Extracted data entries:

-------

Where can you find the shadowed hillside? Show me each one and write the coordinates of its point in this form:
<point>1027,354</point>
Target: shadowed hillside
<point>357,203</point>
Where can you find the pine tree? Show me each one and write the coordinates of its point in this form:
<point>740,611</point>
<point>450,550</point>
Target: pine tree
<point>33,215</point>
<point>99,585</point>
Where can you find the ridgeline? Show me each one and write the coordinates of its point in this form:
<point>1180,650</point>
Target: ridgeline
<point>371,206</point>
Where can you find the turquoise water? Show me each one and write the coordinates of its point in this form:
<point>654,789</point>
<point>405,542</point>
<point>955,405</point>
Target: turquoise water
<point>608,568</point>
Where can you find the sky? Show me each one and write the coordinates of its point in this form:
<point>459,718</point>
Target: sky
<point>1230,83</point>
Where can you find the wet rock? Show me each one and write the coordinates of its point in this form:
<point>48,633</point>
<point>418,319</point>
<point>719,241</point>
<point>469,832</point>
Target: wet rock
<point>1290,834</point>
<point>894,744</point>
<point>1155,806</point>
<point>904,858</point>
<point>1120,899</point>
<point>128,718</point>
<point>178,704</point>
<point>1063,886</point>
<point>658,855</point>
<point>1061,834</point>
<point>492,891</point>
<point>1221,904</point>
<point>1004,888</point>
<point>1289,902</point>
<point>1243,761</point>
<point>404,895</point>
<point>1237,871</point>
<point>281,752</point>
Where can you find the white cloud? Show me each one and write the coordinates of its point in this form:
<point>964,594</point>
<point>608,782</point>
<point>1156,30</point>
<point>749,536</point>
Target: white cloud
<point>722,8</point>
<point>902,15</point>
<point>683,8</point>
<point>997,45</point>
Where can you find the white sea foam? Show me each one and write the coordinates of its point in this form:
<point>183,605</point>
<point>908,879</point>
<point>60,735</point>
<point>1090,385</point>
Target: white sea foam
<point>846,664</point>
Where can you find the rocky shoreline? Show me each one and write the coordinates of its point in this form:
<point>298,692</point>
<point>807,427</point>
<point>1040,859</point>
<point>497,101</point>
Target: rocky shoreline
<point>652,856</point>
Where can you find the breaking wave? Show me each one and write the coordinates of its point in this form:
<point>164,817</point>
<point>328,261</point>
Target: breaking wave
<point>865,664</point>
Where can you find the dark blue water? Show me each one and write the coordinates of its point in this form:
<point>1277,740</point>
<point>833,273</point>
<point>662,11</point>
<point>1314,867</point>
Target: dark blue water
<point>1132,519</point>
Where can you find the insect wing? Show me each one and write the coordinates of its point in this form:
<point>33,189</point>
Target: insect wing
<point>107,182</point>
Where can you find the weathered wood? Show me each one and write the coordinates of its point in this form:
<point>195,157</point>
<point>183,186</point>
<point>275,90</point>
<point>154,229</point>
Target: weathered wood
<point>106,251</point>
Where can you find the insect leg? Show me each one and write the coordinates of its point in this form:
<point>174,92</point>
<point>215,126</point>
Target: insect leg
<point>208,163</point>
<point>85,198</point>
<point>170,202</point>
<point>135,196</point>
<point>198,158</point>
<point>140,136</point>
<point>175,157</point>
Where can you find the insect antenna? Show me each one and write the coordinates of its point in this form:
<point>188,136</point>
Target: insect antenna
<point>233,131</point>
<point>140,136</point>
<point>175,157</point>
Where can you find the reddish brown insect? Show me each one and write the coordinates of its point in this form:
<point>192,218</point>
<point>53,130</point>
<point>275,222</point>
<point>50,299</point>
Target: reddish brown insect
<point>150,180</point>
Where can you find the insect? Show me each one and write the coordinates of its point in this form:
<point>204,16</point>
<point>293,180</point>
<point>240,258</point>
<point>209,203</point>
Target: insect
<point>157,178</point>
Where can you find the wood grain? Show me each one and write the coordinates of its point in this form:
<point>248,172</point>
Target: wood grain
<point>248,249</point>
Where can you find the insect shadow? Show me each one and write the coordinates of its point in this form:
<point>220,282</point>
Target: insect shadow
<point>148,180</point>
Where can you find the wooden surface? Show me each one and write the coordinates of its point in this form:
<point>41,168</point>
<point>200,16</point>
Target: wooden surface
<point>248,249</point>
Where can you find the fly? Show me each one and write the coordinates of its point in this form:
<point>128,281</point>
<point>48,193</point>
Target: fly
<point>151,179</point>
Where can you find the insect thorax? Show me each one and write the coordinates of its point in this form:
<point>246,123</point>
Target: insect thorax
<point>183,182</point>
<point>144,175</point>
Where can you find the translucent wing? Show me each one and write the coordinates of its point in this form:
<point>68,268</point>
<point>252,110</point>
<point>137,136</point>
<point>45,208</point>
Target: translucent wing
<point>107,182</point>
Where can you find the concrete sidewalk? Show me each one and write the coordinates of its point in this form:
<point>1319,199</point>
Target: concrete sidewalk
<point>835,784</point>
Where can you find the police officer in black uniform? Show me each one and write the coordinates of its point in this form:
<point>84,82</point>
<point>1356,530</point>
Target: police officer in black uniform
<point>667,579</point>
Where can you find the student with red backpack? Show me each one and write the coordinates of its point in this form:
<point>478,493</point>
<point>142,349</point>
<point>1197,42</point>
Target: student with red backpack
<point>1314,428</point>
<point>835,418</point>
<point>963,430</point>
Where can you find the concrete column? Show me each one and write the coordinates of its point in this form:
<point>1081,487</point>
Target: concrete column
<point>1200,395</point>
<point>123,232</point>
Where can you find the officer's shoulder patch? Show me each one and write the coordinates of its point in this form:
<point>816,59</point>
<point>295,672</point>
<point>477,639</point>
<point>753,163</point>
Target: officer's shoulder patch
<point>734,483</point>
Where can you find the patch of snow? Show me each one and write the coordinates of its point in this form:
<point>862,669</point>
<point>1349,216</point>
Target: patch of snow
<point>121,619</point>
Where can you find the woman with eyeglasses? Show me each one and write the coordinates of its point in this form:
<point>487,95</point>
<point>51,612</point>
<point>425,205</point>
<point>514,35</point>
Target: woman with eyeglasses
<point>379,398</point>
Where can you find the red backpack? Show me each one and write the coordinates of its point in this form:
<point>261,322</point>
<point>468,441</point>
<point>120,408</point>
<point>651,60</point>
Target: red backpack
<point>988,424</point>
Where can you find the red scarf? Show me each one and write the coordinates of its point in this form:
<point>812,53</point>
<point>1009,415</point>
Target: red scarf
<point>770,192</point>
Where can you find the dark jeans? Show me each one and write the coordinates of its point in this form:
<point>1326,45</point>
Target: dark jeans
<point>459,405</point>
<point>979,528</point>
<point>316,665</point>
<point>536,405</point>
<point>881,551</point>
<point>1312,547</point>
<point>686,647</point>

-------

ACTION ITEM: Your reply should hold only the lines from the first line of the records through the one with "Where can you find the turquoise", reproduced word for word.

WORKED SOLUTION:
Where can you find the shadowed hillside? Show me each one and write the coordinates of its point in this form:
<point>1027,354</point>
Target: shadowed hillside
<point>357,203</point>
Where can you find the pine tree? Show me each one and write the coordinates of its point in this form:
<point>740,611</point>
<point>450,550</point>
Target: pine tree
<point>33,215</point>
<point>99,585</point>
Where can you find the ridgeline? Show me each one and write the coordinates of its point in this form:
<point>1180,650</point>
Target: ridgeline
<point>371,206</point>
Where can you find the turquoise water? Show me each one and write the coordinates of its point in this form:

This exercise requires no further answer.